### DO THIS
Pictures are not part of the copy; repeat everything else in the records exactly.

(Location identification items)
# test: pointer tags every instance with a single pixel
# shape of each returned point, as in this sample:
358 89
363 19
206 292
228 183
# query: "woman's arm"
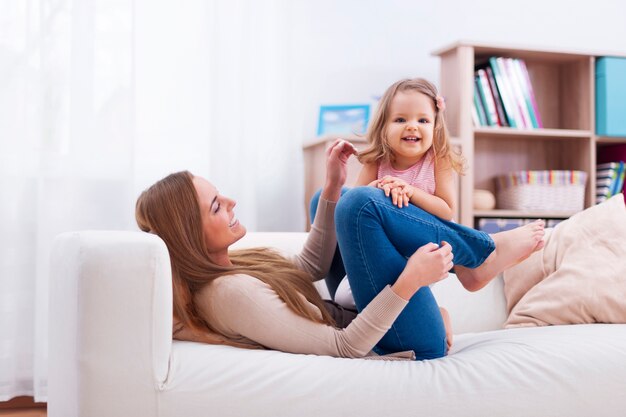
245 309
319 249
337 156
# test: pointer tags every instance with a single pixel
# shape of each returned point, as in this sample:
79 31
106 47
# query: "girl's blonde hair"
170 209
379 149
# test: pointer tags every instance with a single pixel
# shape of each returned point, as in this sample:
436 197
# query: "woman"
258 299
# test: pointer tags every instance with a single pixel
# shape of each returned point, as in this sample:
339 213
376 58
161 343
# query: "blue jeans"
337 270
376 238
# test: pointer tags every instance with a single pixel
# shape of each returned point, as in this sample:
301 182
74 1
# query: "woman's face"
219 224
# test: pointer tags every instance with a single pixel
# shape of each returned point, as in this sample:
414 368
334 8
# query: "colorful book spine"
517 93
502 117
505 93
485 93
521 80
619 180
533 101
606 179
478 104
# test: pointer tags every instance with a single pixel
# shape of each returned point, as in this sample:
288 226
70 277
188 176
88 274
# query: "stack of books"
609 180
504 96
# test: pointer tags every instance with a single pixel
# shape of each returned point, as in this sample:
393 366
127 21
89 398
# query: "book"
505 93
478 103
485 91
517 93
502 117
533 101
475 118
619 180
517 69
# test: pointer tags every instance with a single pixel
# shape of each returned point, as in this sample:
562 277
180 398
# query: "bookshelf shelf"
537 133
523 214
609 140
564 87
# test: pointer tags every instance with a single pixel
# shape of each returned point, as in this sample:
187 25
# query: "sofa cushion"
549 371
579 276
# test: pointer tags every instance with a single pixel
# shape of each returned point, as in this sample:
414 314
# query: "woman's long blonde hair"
170 209
379 149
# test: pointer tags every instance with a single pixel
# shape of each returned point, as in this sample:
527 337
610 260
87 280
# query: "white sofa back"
111 318
108 287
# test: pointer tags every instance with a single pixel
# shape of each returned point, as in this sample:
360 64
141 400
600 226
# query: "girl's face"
219 225
410 126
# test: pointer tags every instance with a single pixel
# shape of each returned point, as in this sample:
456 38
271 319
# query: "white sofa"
111 353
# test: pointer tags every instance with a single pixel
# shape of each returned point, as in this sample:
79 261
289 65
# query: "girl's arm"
368 175
442 203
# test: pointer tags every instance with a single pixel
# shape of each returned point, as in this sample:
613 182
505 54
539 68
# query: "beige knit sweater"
248 311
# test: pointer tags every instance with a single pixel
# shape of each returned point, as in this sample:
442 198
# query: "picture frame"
343 119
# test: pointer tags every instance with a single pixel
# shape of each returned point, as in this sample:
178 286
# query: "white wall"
351 50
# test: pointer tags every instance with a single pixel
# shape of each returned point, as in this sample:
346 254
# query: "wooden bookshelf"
564 86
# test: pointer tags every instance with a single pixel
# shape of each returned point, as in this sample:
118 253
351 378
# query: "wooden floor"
24 412
22 407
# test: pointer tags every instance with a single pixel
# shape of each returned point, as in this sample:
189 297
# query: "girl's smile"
410 127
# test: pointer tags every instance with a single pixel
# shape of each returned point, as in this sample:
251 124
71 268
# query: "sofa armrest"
110 323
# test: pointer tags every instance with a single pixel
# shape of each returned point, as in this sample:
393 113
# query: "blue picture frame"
343 119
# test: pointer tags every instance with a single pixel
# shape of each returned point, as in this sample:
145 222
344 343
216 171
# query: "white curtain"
99 99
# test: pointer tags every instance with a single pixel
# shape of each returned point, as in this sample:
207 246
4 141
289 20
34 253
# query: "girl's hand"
429 264
399 190
337 156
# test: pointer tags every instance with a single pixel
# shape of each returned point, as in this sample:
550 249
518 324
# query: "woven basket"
542 190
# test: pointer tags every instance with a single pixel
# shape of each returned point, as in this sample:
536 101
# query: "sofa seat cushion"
555 370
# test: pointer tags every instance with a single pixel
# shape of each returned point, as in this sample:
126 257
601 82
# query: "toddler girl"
411 159
410 156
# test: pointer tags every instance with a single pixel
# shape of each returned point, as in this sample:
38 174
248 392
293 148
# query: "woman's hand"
429 264
399 190
337 156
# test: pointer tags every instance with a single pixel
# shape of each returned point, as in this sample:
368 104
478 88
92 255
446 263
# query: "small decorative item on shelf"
542 190
484 200
345 119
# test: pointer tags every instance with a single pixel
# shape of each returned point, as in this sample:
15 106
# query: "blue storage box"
611 96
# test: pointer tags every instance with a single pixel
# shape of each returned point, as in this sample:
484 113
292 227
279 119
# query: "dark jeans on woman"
376 238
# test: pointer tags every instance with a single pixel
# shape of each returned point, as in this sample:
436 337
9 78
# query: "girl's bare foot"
512 247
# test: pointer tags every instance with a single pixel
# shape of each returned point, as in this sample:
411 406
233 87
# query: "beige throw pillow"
579 276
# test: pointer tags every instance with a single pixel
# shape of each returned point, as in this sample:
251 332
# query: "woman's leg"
337 271
376 237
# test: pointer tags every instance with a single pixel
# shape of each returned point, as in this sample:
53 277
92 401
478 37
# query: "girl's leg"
375 238
337 271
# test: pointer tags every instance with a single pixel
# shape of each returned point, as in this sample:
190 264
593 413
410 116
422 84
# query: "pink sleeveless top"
420 175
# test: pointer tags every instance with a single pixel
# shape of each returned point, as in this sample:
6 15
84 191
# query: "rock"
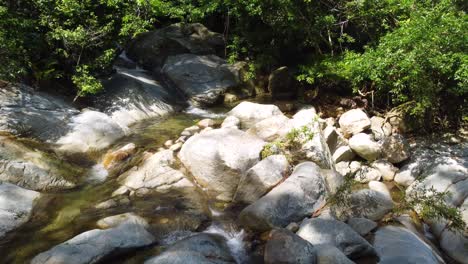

### REPLY TO THE EXERCISE
# test: pointer tags every instance with a single pixel
# shape of each returned point, as in this sample:
358 89
363 19
206 292
228 183
# query: "woman's arm"
245 309
319 249
337 156
# test: pointer tags every instance with a single pixel
# shape of each returned point, as in this sample:
79 31
106 47
# query: "girl's blonde hair"
170 209
379 149
# test: pointer tags every instance with a single pixel
# shape of each returned point, as in this sample:
436 197
# query: "woman"
258 299
# test: pointer tags every instance with a single pixel
# shape of each returned point, as in this sample:
339 213
376 58
161 343
# query: "blue jeans"
337 270
376 238
# test: pointer tags every instance with a single pixel
# shape of each returned point, as in this sample:
301 182
74 1
# query: "woman's face"
219 224
# test: pointer tags every instance with a single pixel
# shape of each returned point, as in this sample:
414 368
334 8
# query: "colorful book spine"
517 93
502 117
505 93
485 93
521 80
619 180
533 101
606 179
478 104
# test: pointer tags every instance with a single pixel
# shape of each returned point, as in this sample:
288 226
70 277
188 176
88 274
# query: "stack of books"
609 180
504 96
# test: pointer tags every instance with a single pixel
# shape of each returned point, as in this sample:
393 366
127 21
89 398
# query: "book"
505 93
478 103
485 91
517 93
502 117
533 101
475 118
619 180
517 69
# test: pointer tags every instance with a single pixel
# shape of each returned point, as in this sample:
562 277
180 398
# query: "bookshelf shelf"
537 133
523 214
609 140
564 87
# test: pointer tags every instance with a single pixel
# shape of each returned point, as in this sample:
187 25
# query: "sofa cushion"
549 371
579 276
# test: pointer tags every instance with a single pixel
# shape of each returned point, as in this sample:
414 314
# query: "woman's long blonde hair"
170 209
379 149
# test: pointer tags every instance with a single pixel
# shape of each returned point, as in this sample:
527 337
610 260
87 280
# query: "white sofa back"
111 318
108 287
# test: pointer tags every instance with a single pixel
# shape of each returned point, as in this sample:
360 64
141 400
600 226
# query: "girl's face"
219 225
410 126
# test: pointer tags every instance with a single pixel
# shape of each returned point, as in this sample:
456 38
271 319
# query: "white sofa"
111 353
# test: pointer tags every instance with a single pixel
# shape of each returned point, as in this sample:
79 261
289 65
# query: "girl's arm"
368 175
442 203
# test: pointer tags every instance with a single pixel
# shape of each returned point, as in this sample:
613 182
505 54
539 68
# query: "beige knit sweater"
248 311
# test: pointer tags every instance with a single pixel
# shape of each returned point, as in this sample:
442 198
# query: "picture frame"
343 119
# test: pointer tags every instance with a single pixel
# shape of each returned point, as in this sample:
178 286
# query: "white wall"
351 50
# test: pointer tags every instance with a single pixel
# shape of each returned point, as in this sample:
346 254
# query: "wooden bookshelf"
564 86
# test: pointer tags every instance with a single pixel
# shape of each returned point, as in this sample:
118 253
351 378
# query: "wooden floor"
24 412
22 407
# test: pointer tags every instance with a single pixel
# shape of each returned point, as in this sample:
189 297
# query: "girl's smile"
410 127
# test: pointer tags every instance with a single pixel
# shape of each returned point, as in this sample:
251 124
71 268
# query: "sofa armrest"
110 323
# test: pointer tags every instance with a single pixel
# shape of each returned point, as in this sample:
393 113
# query: "blue picture frame"
343 119
# test: pointer tags every instance with a single pixel
# shape of each returned point, as in this sample:
145 222
344 343
216 171
# query: "white curtain"
99 99
# test: pointer tags every instance with a single pixel
# shape of each returned point, as in this sample:
207 246
4 141
289 20
34 253
# query: "girl's hand"
429 264
399 190
337 156
# test: pointer tags every instance with a single pixel
# shape of each returned point, as in this sample:
550 249
518 324
# query: "woven basket"
542 190
# test: pointer tags every instance with a single pixel
# shape of each returned point, as in this sample:
536 101
# query: "sofa seat cushion"
555 370
# test: pointer tags every instance with a single pixel
# shape of each returned point, as in this sample:
126 257
601 82
# query: "toddler girl"
411 159
410 156
# test: pointer tags every instance with a single pixel
# shape of each returned point, as in this sample:
38 174
248 392
293 148
# query: "woman's hand"
429 264
399 190
337 156
# test: pointer tags every instance with a single pixel
# shape of each returned point, as in this sample:
368 104
478 88
92 255
446 263
# query: "small decorative item on shelf"
542 190
484 200
345 119
# test: pointer tags every instance with a single pixel
# shape of each returned point, as in this sample:
15 106
# query: "blue storage box"
611 96
# test: pointer tags every instance with a single pixel
# shape of each returned point, as in this sample:
484 113
292 227
279 119
# query: "dark jeans on woman"
376 238
# test: pointer tags every instance with a single pixel
# shape of each returned point, as in this sample:
436 337
9 78
# query: "girl's bare foot"
512 247
# test: pointer tags every instance with a single pixel
# shape of each returned point, as in this sample:
411 406
233 87
# query: "beige throw pillow"
579 276
# test: pointer tags every instance with a single pixel
# shape of each returned point, as in this sample:
251 332
# query: "woman's leg"
337 271
376 237
# test: pointer tags every instance with a single pixel
# shape of each returned point, as in this sample:
53 277
92 401
478 37
# query: "girl's leg"
375 238
337 271
# test: pointer tags every instance with a single pixel
# shape of each returned point, as in this sample:
190 264
593 413
410 116
422 84
# query: "pink sleeveless top"
420 175
# test: pointer tags every instance with a single pixel
# shape of each returned point, as in this sample:
6 15
84 191
# query: "rock"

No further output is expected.